**Aim of the task**
Render the lines below as a Markdown table with two columns, Row and Text, numbering each line in order and leaving out any blank ones.

**Dataset rows**

┏━━

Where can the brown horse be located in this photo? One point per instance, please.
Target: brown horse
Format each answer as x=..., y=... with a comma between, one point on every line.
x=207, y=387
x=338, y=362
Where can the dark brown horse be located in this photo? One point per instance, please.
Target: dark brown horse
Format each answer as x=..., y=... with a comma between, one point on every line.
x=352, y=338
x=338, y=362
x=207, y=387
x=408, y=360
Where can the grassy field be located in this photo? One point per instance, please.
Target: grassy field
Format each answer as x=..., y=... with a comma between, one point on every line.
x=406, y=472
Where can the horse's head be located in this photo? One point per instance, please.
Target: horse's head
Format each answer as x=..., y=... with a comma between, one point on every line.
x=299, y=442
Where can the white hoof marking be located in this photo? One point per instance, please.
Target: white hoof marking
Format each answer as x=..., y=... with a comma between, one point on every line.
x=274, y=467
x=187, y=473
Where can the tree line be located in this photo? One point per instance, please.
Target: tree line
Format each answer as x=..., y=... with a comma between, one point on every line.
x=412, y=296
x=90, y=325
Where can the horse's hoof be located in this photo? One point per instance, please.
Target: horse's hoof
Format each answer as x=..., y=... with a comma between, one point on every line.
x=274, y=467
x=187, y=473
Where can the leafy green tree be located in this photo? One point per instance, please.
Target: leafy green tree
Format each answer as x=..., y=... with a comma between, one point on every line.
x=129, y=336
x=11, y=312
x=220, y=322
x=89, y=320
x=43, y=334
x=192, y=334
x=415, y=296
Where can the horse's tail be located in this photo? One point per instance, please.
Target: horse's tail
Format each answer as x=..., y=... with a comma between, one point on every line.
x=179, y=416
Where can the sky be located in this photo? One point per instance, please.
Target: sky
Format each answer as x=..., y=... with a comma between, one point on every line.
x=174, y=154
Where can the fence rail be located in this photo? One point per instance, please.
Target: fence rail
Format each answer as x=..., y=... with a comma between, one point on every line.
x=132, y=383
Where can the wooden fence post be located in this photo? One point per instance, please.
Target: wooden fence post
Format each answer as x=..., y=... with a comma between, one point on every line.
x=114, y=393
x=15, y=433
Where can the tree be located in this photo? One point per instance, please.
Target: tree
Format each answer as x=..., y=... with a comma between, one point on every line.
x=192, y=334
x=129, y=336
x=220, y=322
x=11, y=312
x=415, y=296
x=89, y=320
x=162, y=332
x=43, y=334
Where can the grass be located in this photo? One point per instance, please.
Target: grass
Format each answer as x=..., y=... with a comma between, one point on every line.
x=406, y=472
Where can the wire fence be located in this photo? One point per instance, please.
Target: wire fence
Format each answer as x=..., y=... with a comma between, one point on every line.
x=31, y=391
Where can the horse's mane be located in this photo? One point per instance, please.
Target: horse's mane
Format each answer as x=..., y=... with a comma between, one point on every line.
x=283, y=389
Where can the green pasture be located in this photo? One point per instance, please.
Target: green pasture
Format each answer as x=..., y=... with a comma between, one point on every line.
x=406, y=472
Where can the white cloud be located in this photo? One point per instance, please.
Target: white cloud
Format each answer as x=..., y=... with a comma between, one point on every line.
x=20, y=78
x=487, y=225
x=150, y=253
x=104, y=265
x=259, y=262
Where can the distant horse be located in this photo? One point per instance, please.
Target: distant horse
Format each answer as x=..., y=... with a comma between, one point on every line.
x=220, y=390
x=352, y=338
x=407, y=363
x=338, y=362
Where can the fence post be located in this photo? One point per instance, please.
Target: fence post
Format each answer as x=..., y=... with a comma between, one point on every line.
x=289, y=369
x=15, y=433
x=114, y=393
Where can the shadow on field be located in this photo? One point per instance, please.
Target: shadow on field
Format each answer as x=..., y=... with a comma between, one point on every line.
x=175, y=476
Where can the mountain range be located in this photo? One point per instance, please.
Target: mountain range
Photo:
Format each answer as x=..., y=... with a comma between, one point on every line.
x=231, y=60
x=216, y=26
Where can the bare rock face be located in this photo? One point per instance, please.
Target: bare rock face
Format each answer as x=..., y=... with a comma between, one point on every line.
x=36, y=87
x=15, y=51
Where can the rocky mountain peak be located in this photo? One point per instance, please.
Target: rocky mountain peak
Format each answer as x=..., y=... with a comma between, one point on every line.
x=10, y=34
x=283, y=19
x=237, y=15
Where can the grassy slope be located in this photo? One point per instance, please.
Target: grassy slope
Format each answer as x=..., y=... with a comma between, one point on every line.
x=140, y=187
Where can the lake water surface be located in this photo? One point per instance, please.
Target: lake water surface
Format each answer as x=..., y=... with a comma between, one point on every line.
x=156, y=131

┗━━

**Solution to this exercise**
| Row | Text |
|---|---|
| 1 | Where can the brown horse be located in this photo? One point per instance, please. |
| 2 | Target: brown horse |
| 3 | Format each answer as x=..., y=... with a comma between, one point on every line. |
| 4 | x=207, y=387 |
| 5 | x=338, y=362 |
| 6 | Where can the dark brown horse be located in this photo? One point per instance, please. |
| 7 | Target: dark brown horse |
| 8 | Format each answer as x=..., y=... with a comma between, one point on every line. |
| 9 | x=352, y=338 |
| 10 | x=338, y=362 |
| 11 | x=207, y=387 |
| 12 | x=408, y=360 |
| 13 | Where can the grassy field be located in this photo? One point per instance, please. |
| 14 | Target: grassy field |
| 15 | Format each answer as x=..., y=... with a comma between, one point on every line. |
| 16 | x=406, y=472 |
| 17 | Where can the horse's head be located in this photo? One point per instance, please. |
| 18 | Target: horse's head |
| 19 | Format each answer as x=..., y=... with a comma between, one point on every line. |
| 20 | x=299, y=442 |
| 21 | Where can the white hoof marking be located in this photo? One point per instance, please. |
| 22 | Target: white hoof marking |
| 23 | Format each answer as x=..., y=... with a comma between, one point on every line. |
| 24 | x=274, y=467 |
| 25 | x=187, y=473 |
| 26 | Where can the tree line be located in this photo? One point per instance, please. |
| 27 | Target: tree line |
| 28 | Format each answer as x=..., y=... with a comma between, one point on every line. |
| 29 | x=412, y=296 |
| 30 | x=90, y=325 |
| 31 | Where can the horse's hoof be located in this photo? One point per instance, please. |
| 32 | Target: horse's hoof |
| 33 | Format each answer as x=..., y=... with a comma between, one point on every line. |
| 34 | x=274, y=467 |
| 35 | x=187, y=473 |
| 36 | Where can the leafy green tree be located in this photo? One point per instance, please. |
| 37 | Target: leafy green tree |
| 38 | Format each answer as x=..., y=... with a comma between, one point on every line. |
| 39 | x=129, y=336 |
| 40 | x=11, y=312 |
| 41 | x=220, y=322 |
| 42 | x=89, y=320 |
| 43 | x=43, y=334 |
| 44 | x=192, y=334 |
| 45 | x=415, y=296 |
| 46 | Where can the horse's tail be located in this photo? One point per instance, please. |
| 47 | Target: horse's tail |
| 48 | Format each answer as x=..., y=... with a comma between, one point on every line. |
| 49 | x=179, y=416 |
| 50 | Where can the sky be located in this photo? One point per instance, please. |
| 51 | Target: sky |
| 52 | Format each answer as x=..., y=... with a comma between, one point on every line. |
| 53 | x=174, y=154 |
| 54 | Where can the fence rail be located in this photo? One point per instance, please. |
| 55 | Target: fence rail |
| 56 | Format each answer as x=..., y=... with a comma between, one point on every line. |
| 57 | x=132, y=383 |
| 58 | Where can the wooden fence post be located in this photo? One point per instance, please. |
| 59 | Target: wooden fence post |
| 60 | Format each answer as x=..., y=... with a comma between, one point on every line. |
| 61 | x=114, y=393 |
| 62 | x=15, y=433 |
| 63 | Where can the tree be located in this photo? One point per instance, please. |
| 64 | Target: tree |
| 65 | Format each answer as x=..., y=... with a comma between, one point on every line. |
| 66 | x=192, y=334 |
| 67 | x=129, y=336 |
| 68 | x=220, y=322 |
| 69 | x=11, y=312 |
| 70 | x=415, y=296 |
| 71 | x=89, y=320 |
| 72 | x=162, y=332 |
| 73 | x=43, y=334 |
| 74 | Where can the grass be located in this photo? One point per instance, please. |
| 75 | Target: grass |
| 76 | Format each answer as x=..., y=... with a comma between, one point on every line. |
| 77 | x=406, y=472 |
| 78 | Where can the wire fence be located in this photo? One point per instance, please. |
| 79 | Target: wire fence |
| 80 | Format each answer as x=..., y=... with a comma between, one point on every line. |
| 81 | x=31, y=391 |
| 82 | Where can the horse's mane be located in this photo? One point per instance, please. |
| 83 | Target: horse's mane |
| 84 | Format each answer as x=..., y=... with a comma between, one point on every line. |
| 85 | x=283, y=389 |
| 86 | Where can the green pasture be located in this photo? One point per instance, please. |
| 87 | Target: green pasture |
| 88 | Format each answer as x=..., y=... with a comma between, one point on every line. |
| 89 | x=406, y=472 |
| 90 | Where can the white cloud be located in this photo? One point per instance, please. |
| 91 | Target: white cloud |
| 92 | Format each answer as x=..., y=... with a comma between, one point on every line. |
| 93 | x=20, y=78 |
| 94 | x=487, y=225 |
| 95 | x=150, y=253 |
| 96 | x=104, y=265 |
| 97 | x=259, y=262 |
| 98 | Where can the distant horse be located in this photo? One point per instance, please. |
| 99 | Target: distant horse |
| 100 | Format each answer as x=..., y=... with a comma between, one point on every line. |
| 101 | x=220, y=390 |
| 102 | x=352, y=338 |
| 103 | x=407, y=363 |
| 104 | x=338, y=362 |
| 105 | Where can the fence post be located in this photo? One point per instance, please. |
| 106 | Target: fence post |
| 107 | Format each answer as x=..., y=... with a comma between, one point on every line. |
| 108 | x=289, y=369 |
| 109 | x=15, y=433 |
| 110 | x=114, y=393 |
| 111 | Where can the shadow on field be located in this photo? One point per instance, please. |
| 112 | Target: shadow on field |
| 113 | Format each answer as x=..., y=... with a comma between, one point on every line. |
| 114 | x=175, y=476 |
| 115 | Where can the mountain range be located in this photo? One point per instance, please. |
| 116 | Target: mountain range |
| 117 | Photo: |
| 118 | Format each answer as x=..., y=... with a comma between, one point on every line. |
| 119 | x=231, y=60 |
| 120 | x=216, y=26 |
| 121 | Where can the bare rock face be located in this photo? One point per instance, please. |
| 122 | Target: bare rock face |
| 123 | Format each answer as x=..., y=... with a comma between, one point on every line. |
| 124 | x=36, y=87 |
| 125 | x=15, y=51 |
| 126 | Where can the rocky mountain peak be located in this photo? One point per instance, please. |
| 127 | Target: rocky mountain peak |
| 128 | Format each answer as x=..., y=... with a comma between, one point on every line. |
| 129 | x=10, y=34 |
| 130 | x=283, y=19 |
| 131 | x=237, y=15 |
| 132 | Where can the grassy slope be located in this photo? One point per instance, please. |
| 133 | Target: grassy slope |
| 134 | Format each answer as x=..., y=... with a comma between, one point on every line. |
| 135 | x=140, y=187 |
| 136 | Where can the lake water surface be located in this photo? One point per instance, please. |
| 137 | Target: lake water surface |
| 138 | Format each answer as x=..., y=... with a comma between, one point on every line. |
| 139 | x=156, y=131 |